• [PROBLEM DETAILS]:
Look through the records below, and copy out every line that holds the string "tree".

________________________________________

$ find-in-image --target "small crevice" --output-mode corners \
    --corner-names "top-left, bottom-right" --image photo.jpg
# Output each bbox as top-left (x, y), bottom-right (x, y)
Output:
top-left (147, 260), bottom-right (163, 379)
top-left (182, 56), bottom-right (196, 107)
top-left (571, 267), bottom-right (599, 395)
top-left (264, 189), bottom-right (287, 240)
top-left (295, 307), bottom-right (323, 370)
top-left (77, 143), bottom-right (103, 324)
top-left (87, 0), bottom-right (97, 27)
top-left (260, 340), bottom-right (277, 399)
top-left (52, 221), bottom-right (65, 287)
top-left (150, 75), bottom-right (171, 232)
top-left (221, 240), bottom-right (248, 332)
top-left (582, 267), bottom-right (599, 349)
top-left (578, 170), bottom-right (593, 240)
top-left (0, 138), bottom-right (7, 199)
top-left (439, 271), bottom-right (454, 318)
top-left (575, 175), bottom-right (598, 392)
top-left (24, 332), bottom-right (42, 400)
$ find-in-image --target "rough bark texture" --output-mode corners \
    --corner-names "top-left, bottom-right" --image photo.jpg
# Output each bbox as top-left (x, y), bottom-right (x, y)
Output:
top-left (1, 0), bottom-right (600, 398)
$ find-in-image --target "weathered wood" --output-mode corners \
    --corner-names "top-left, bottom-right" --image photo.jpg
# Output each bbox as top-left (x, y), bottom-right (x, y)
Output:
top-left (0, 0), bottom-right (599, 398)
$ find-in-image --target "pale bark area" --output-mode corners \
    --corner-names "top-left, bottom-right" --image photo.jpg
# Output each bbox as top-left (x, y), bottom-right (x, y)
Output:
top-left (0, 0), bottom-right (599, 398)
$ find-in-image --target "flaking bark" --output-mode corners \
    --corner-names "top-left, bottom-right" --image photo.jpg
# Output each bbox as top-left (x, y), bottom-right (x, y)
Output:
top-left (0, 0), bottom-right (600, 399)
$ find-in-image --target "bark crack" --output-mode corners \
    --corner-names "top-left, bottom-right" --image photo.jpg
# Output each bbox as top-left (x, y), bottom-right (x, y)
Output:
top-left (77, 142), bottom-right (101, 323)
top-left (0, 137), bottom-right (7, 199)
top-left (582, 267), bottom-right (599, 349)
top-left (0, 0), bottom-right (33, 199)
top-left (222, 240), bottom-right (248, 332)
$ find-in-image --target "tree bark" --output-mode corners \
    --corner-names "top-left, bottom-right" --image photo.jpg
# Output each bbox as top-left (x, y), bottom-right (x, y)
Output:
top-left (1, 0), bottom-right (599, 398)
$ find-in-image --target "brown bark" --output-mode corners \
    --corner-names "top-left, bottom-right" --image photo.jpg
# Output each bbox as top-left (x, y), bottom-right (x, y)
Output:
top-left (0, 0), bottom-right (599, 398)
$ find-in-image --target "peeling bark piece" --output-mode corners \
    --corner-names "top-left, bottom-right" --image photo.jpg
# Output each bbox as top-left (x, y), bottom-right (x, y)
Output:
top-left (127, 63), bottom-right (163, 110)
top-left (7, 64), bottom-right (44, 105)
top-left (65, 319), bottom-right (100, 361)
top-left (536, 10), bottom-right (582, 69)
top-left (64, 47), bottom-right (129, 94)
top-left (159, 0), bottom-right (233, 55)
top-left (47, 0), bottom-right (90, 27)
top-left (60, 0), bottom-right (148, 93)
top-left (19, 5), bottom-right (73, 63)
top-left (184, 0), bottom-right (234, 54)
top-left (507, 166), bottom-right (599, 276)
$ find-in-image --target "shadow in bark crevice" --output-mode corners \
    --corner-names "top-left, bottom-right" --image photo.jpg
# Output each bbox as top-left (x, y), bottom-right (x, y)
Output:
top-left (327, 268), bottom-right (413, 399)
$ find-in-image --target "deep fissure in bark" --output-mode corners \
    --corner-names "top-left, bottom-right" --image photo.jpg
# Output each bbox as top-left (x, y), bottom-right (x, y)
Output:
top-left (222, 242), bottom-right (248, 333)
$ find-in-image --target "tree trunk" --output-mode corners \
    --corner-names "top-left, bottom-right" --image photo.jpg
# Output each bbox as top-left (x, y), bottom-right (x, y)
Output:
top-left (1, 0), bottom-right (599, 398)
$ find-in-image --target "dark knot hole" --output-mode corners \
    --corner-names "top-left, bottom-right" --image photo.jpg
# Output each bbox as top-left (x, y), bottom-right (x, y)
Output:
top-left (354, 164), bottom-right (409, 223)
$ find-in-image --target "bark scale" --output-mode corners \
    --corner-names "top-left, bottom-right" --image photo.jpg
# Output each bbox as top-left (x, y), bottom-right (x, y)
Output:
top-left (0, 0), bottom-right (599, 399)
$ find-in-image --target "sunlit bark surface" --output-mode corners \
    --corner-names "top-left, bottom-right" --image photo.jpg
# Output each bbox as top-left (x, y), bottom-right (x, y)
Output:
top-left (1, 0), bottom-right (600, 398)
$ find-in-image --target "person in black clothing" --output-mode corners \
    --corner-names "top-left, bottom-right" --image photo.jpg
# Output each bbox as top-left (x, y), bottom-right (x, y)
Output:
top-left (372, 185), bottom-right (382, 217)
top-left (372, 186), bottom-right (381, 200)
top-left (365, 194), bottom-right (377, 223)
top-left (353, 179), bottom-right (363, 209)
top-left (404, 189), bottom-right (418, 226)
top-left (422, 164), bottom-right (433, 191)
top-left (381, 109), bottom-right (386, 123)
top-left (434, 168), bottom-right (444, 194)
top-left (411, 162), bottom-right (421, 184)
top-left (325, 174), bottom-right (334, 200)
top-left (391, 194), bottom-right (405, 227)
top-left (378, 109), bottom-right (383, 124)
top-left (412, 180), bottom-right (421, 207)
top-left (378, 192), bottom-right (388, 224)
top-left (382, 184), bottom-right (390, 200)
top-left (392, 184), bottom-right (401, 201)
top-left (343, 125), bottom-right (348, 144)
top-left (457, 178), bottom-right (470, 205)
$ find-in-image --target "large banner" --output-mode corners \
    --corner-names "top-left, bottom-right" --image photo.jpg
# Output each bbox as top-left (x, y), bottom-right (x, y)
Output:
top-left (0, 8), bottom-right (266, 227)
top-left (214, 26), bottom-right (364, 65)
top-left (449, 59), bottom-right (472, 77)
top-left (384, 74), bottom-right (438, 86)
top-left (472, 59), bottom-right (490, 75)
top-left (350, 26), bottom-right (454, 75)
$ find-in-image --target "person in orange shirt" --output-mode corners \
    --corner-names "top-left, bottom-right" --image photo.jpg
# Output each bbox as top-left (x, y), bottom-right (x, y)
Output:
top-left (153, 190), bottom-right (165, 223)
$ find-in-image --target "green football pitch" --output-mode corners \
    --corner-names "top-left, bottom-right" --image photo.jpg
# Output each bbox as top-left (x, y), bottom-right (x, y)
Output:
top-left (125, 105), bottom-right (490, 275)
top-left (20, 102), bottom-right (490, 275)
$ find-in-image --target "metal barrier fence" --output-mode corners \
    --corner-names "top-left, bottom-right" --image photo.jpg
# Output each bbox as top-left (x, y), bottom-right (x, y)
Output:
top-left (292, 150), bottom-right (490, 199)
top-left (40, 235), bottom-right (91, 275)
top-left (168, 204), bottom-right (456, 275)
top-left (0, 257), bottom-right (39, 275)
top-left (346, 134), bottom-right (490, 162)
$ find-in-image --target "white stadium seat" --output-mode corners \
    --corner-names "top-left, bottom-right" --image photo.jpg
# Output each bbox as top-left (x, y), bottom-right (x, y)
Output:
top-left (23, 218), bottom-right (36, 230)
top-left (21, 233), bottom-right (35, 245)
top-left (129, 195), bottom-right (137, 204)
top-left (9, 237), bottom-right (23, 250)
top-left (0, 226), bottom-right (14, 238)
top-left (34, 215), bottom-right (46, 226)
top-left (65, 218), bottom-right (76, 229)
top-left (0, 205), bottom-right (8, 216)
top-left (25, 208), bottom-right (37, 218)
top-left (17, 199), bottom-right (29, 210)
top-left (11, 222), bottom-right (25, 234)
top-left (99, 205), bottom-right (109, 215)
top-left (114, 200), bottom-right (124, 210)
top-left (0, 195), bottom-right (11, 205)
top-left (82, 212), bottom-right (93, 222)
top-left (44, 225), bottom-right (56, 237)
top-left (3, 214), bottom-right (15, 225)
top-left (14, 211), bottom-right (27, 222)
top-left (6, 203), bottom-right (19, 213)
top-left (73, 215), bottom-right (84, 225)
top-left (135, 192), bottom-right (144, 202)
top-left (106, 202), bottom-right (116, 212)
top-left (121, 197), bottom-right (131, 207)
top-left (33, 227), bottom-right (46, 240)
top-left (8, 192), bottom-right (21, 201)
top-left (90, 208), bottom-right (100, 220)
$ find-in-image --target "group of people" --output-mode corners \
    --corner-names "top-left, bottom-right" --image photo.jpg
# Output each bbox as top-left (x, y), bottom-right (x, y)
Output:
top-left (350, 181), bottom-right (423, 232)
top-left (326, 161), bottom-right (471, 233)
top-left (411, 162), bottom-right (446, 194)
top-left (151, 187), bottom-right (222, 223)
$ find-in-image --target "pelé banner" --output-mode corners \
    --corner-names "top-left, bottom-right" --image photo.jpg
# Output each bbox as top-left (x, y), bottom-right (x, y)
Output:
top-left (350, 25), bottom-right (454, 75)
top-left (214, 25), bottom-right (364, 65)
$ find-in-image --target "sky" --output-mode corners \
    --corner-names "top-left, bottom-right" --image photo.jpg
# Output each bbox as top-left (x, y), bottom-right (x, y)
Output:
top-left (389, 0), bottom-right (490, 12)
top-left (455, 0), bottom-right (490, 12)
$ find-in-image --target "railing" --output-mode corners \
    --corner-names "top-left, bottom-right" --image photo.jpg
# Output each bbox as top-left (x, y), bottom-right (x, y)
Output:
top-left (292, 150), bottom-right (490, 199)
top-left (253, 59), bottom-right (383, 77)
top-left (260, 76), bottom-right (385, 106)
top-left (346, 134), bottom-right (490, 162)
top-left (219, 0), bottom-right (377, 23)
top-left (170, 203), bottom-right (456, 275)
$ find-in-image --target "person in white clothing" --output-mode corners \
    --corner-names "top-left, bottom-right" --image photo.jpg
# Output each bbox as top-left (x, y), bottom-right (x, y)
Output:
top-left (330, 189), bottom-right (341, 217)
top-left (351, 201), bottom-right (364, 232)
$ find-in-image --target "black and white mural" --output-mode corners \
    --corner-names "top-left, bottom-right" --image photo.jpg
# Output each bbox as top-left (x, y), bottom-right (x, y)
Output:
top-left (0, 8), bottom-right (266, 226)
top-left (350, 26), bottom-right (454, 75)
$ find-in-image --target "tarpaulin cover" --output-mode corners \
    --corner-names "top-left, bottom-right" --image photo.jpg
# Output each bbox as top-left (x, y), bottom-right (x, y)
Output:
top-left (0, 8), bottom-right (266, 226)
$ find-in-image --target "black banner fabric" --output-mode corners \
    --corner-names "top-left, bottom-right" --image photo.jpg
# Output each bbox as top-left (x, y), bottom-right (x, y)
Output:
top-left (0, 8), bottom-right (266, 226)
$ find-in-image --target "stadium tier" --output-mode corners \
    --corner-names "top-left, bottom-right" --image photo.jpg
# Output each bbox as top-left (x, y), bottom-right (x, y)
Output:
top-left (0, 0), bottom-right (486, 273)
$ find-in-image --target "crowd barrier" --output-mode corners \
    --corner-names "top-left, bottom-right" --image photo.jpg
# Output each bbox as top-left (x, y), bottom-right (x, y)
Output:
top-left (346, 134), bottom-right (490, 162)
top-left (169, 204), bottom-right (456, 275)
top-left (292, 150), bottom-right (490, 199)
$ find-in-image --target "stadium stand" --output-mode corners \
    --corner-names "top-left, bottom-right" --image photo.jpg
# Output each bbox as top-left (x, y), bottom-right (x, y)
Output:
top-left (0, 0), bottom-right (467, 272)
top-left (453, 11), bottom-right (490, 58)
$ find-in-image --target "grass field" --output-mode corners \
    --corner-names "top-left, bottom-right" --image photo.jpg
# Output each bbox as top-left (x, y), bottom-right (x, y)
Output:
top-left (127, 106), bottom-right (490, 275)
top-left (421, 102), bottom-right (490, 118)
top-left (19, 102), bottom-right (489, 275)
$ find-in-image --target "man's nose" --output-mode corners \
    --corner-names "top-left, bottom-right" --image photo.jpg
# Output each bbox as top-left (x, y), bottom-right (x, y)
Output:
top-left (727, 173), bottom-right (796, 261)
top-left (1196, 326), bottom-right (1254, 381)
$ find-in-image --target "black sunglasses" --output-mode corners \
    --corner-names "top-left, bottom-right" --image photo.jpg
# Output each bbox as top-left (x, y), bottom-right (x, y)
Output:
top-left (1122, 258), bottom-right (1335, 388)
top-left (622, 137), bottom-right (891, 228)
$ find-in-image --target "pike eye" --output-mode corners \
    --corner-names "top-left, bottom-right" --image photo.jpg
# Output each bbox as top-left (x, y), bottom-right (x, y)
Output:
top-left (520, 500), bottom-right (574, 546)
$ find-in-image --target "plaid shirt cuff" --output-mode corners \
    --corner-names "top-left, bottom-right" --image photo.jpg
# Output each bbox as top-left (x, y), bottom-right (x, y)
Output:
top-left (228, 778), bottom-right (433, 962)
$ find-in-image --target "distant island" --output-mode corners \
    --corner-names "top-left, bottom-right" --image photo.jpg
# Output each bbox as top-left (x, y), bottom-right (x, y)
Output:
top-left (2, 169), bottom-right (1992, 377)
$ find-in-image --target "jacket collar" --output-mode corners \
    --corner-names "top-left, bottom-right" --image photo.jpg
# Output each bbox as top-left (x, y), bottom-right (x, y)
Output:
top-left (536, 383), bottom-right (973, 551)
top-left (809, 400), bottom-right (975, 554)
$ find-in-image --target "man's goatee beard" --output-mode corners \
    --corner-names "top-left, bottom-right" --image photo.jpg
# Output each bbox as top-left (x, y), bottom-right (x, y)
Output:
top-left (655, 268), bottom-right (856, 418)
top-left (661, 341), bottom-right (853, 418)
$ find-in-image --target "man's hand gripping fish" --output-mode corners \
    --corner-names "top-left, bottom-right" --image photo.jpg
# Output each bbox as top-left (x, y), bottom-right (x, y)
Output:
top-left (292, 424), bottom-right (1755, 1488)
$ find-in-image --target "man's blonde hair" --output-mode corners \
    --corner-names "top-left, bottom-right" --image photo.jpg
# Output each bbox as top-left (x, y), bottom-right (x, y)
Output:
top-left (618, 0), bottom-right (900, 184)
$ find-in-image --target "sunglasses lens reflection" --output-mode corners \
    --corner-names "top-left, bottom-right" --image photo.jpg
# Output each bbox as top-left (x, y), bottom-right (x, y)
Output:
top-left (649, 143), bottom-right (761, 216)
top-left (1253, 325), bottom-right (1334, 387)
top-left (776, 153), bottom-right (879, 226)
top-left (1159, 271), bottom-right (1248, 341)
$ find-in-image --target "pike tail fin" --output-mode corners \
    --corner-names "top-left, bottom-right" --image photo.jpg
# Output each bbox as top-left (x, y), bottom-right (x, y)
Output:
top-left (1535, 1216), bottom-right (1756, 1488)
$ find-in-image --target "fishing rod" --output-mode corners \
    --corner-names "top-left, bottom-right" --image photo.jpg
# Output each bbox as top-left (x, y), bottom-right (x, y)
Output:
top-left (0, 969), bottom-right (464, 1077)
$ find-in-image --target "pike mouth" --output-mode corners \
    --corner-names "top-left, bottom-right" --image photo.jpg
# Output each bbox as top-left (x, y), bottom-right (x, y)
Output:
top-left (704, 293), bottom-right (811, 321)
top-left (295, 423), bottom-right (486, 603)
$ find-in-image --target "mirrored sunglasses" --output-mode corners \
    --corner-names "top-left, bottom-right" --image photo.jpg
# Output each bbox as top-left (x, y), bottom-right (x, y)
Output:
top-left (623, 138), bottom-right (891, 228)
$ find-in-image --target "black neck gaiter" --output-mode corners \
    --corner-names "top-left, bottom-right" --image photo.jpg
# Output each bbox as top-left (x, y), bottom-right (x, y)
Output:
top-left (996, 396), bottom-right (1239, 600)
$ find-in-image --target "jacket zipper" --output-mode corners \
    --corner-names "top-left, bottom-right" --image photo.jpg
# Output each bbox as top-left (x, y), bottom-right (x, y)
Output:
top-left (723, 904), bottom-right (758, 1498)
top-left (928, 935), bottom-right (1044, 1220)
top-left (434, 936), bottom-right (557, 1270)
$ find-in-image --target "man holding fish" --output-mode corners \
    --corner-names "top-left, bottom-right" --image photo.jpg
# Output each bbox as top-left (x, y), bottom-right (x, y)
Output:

________________________________________

• [SOLUTION FOR THIS EXERCISE]:
$ find-in-image --target "tree bark" --output-mode corners \
$ find-in-image --target "tree trunk" --output-mode corners \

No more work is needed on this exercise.